= DATA TO PROCESS =
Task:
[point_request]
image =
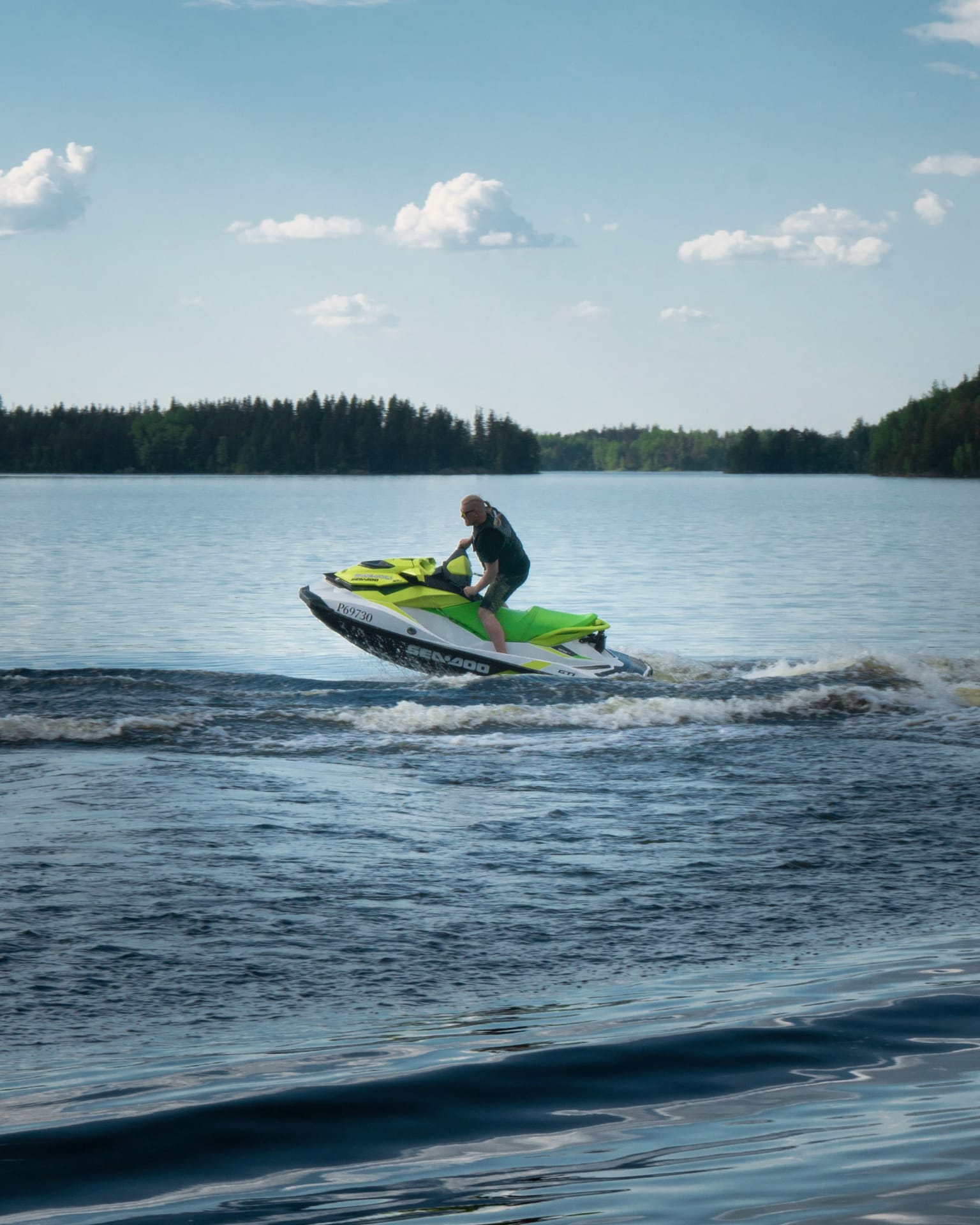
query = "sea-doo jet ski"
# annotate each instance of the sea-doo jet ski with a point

= ASSIGNMENT =
Please keep the pictures out and reproduce the records above exactly.

= ANSWER BELOW =
Task:
[point_request]
image =
query = "sea-doo jet ski"
# annotate each instance of the sea-doo jet ski with a point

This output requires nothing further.